# Items from a data source
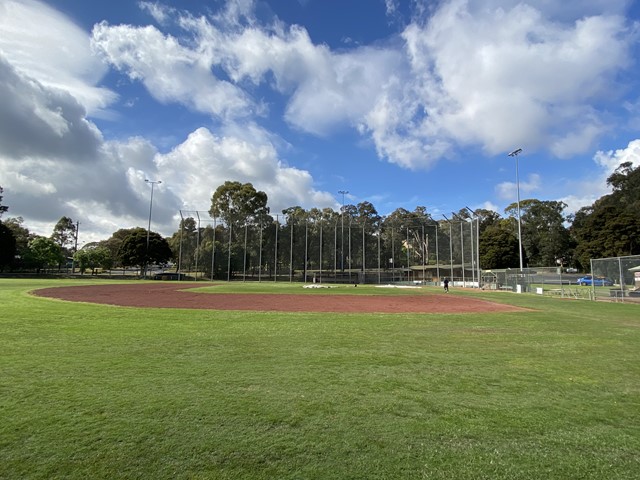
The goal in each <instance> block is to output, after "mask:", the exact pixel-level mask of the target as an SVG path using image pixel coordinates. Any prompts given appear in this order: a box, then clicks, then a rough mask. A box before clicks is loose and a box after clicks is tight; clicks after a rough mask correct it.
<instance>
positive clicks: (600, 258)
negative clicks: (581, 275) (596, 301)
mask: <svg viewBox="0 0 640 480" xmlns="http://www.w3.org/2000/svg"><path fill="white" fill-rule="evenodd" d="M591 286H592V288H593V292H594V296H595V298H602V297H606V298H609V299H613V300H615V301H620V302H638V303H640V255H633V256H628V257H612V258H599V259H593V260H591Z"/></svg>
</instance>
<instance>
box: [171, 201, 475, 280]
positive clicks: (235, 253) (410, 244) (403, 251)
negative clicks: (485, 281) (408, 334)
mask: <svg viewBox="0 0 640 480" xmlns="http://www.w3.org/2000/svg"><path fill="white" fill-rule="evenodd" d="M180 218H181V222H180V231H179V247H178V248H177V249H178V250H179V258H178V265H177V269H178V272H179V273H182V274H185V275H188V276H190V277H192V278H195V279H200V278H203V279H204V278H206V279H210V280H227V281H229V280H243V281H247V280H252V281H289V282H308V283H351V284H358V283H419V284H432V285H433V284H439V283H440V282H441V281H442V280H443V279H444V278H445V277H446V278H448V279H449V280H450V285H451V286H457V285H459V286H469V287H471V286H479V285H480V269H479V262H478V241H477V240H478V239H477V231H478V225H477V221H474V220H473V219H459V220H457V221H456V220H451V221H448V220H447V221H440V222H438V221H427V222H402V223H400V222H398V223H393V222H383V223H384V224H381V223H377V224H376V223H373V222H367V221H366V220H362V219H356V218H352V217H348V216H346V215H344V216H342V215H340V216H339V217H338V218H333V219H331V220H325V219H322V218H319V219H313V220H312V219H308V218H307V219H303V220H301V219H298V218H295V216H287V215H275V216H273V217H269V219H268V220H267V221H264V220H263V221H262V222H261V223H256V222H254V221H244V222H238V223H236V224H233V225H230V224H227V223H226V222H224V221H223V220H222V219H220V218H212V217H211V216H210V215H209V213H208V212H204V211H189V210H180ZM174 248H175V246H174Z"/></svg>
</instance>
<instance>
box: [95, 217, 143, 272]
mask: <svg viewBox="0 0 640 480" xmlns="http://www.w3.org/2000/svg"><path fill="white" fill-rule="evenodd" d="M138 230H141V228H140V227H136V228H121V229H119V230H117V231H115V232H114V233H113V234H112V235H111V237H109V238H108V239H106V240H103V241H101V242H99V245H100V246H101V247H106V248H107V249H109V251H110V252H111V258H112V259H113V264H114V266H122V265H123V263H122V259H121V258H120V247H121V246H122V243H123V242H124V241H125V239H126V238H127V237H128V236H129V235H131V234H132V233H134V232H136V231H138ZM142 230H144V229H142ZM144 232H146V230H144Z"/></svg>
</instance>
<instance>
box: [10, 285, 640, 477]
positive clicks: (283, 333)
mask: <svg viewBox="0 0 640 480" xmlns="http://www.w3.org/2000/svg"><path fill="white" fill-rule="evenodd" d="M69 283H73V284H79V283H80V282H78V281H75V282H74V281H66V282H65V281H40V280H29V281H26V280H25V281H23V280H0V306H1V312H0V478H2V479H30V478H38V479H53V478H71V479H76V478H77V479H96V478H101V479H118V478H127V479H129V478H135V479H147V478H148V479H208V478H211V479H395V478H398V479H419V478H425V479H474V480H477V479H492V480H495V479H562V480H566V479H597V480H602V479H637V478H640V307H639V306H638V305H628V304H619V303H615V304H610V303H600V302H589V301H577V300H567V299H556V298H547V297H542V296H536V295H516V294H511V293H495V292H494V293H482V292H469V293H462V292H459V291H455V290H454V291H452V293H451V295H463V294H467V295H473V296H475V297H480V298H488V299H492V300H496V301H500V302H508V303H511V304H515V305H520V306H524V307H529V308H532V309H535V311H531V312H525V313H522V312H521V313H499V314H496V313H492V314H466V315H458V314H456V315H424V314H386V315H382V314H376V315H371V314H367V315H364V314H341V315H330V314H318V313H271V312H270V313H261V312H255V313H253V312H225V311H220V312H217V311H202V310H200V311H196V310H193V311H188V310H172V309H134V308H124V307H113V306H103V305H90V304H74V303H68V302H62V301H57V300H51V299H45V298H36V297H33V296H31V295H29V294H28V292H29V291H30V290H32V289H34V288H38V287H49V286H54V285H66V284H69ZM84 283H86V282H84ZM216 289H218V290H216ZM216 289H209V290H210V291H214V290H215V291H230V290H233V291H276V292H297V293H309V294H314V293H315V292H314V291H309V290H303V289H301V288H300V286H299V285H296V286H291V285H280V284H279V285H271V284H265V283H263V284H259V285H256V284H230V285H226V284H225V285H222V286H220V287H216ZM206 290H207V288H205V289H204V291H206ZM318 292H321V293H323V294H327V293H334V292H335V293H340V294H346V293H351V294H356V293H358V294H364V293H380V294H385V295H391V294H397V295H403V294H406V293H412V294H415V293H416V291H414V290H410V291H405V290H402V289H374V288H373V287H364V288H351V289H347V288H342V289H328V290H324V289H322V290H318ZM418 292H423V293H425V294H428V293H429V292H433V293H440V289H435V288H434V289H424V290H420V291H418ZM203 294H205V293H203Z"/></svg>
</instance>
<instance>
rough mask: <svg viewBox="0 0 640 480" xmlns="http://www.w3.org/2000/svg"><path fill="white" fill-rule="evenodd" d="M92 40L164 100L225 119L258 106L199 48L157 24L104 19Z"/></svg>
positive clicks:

# TO DO
Return, with no change at all, every line in the entries above from the line containing "box: [171, 201, 475, 280]" through the line containing "box: [10, 285, 640, 477]".

# RESULT
box: [171, 201, 475, 280]
positive clicks: (235, 253) (410, 244) (403, 251)
negative clicks: (485, 281) (408, 334)
mask: <svg viewBox="0 0 640 480" xmlns="http://www.w3.org/2000/svg"><path fill="white" fill-rule="evenodd" d="M180 218H181V222H180V231H179V247H178V248H177V249H178V250H179V258H178V265H177V269H178V272H179V273H182V274H185V275H188V276H190V277H192V278H195V279H200V278H203V279H204V278H206V279H210V280H227V281H229V280H243V281H247V280H252V281H289V282H308V283H351V284H358V283H419V284H432V285H433V284H439V283H440V282H441V281H442V280H443V279H444V278H445V277H446V278H448V279H449V280H450V285H451V286H457V285H459V286H469V287H471V286H479V285H480V269H479V262H478V241H477V240H478V239H477V231H478V225H477V221H474V220H473V219H459V220H457V221H456V220H451V221H448V220H447V221H440V222H438V221H427V222H402V223H400V222H398V223H393V222H383V223H384V224H381V223H377V224H376V223H373V222H367V221H366V220H362V219H356V218H352V217H348V216H346V215H344V216H342V215H340V216H339V217H338V218H333V219H331V220H325V219H322V218H319V219H313V220H312V219H308V218H307V219H303V220H301V219H298V218H295V216H287V215H275V216H273V217H269V219H268V220H267V221H264V220H263V221H262V222H261V223H256V222H254V221H244V222H238V223H236V224H233V225H230V224H227V223H226V222H224V221H223V220H222V219H220V218H212V217H211V216H210V215H209V213H208V212H204V211H189V210H180ZM174 248H175V246H174Z"/></svg>
</instance>
<instance>
box: [95, 217, 143, 272]
mask: <svg viewBox="0 0 640 480" xmlns="http://www.w3.org/2000/svg"><path fill="white" fill-rule="evenodd" d="M138 230H141V228H140V227H136V228H121V229H119V230H117V231H115V232H114V233H113V234H112V235H111V237H109V238H108V239H106V240H103V241H101V242H99V245H100V246H101V247H106V248H107V249H109V251H110V252H111V258H112V259H113V264H114V266H122V265H123V263H122V259H121V258H120V247H121V246H122V243H123V242H124V241H125V239H126V238H127V237H128V236H129V235H131V234H132V233H134V232H136V231H138ZM142 230H144V229H142ZM144 232H146V230H144Z"/></svg>
</instance>
<instance>
box: [10, 285, 640, 477]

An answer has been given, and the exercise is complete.